### [Task details]
Copy out each line exactly as it appears.

### [Records for this task]
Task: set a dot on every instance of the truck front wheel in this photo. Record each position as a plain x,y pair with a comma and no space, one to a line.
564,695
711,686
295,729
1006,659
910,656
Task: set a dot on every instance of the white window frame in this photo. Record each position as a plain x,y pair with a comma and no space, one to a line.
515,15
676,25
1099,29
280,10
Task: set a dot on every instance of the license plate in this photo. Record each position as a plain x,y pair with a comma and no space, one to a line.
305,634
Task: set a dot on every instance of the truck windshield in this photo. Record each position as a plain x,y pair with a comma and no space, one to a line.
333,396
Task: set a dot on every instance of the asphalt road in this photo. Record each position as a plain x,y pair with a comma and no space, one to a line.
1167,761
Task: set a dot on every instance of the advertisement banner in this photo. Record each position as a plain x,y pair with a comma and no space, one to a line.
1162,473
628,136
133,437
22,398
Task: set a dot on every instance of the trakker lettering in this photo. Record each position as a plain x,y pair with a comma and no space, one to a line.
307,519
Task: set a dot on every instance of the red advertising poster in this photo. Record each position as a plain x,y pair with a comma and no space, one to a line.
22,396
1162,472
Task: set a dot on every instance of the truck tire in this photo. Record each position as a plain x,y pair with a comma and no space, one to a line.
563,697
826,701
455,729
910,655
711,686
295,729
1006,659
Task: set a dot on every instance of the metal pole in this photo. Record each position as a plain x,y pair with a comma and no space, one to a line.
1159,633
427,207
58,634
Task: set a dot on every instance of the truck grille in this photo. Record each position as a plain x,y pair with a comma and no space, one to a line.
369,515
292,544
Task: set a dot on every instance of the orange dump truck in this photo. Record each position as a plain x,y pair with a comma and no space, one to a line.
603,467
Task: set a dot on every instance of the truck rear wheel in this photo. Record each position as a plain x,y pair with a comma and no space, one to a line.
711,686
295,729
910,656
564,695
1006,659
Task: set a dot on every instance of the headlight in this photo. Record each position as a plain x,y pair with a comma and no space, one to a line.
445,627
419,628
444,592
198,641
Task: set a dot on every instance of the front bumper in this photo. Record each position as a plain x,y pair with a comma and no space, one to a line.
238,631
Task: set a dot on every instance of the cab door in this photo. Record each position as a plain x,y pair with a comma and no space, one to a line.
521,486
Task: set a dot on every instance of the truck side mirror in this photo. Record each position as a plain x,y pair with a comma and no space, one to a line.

### [Written answer]
Task: set a dot on every instance of the truck front wheel in this photo. Record each position as a plain x,y pair with a comma and no space, one to a line.
564,695
711,686
295,729
1006,659
910,656
Task: set a dot on every instance of the white window frame in this photo. Record each position as a plain x,y pair with a comma and no space, one to a line.
515,15
676,25
1099,29
280,10
Task: set a dot on every instance of the license plate in this photo. Record each position as a plain x,y pair with a comma and no space, one to a line.
305,634
Task: set a dot on every instance of the truck windshield in this photo. Record each position as a plain x,y pair with a comma and no space, one to a line.
333,396
Task: set a dot on every instance of the asphalt road in this photo. Record each position as a plain x,y pair with a comma and no space, one to a line.
1167,761
Task: set a dot on every instance of the advertisement banner in this photo. Record each position as a plain x,y pair with a comma and no space, one to a line.
1162,473
628,136
133,437
22,398
Task: set a dot on every instance of the trakker lettering in this photo. Record each position as a plain x,y pair with a comma and no space, one to a line.
307,519
Task: set a dot on every instance of the red advertising poster in this photo. Record each position as a plain x,y pair with a comma and no space, one to a line.
22,396
1162,472
Task: set a dot on every instance of the truck tire in this photo. Record each position as a plain x,y pair with a comma and no space, one to a line.
563,697
826,701
455,729
910,655
711,686
295,729
1006,659
Task: set a dot on every instance of the metal pole in this photo. Record each position as a plain x,y pair with a comma and no space, one to a line.
1159,633
427,207
58,634
Task: set a dot on every instance of the truck grille in this photo. Record each position as a plain x,y pair with a comma and no space, one to a line.
369,515
292,544
Task: set a dot on every instance of the orange dump truck in this photo. Record each position as a plain x,y pair with a comma and no space, one to a line.
603,467
Task: set a dot on every instance of the truck rear wheel in this photo. Record each position as a plain x,y pair with a comma and no space, one to a line.
711,686
295,729
910,656
564,695
1006,659
Task: set a dot on every instance of the headlight in this photo. Record each position as a plain x,y pair with a comma and no space, one to a line.
445,627
419,628
444,592
198,641
Task: set a dot on every instance of the front bumper in this photo. Record each position as a plain x,y pair with a comma and no space, one to a line.
238,631
Task: set a dot on every instance of the cab door in this photo. Record each position as a plain x,y pair with a comma and no space, one to a line.
521,486
Task: set a dot on every instance of the truck side mirror in this photo. Record each position as a plain x,y pair with a comma and no space, one to a line.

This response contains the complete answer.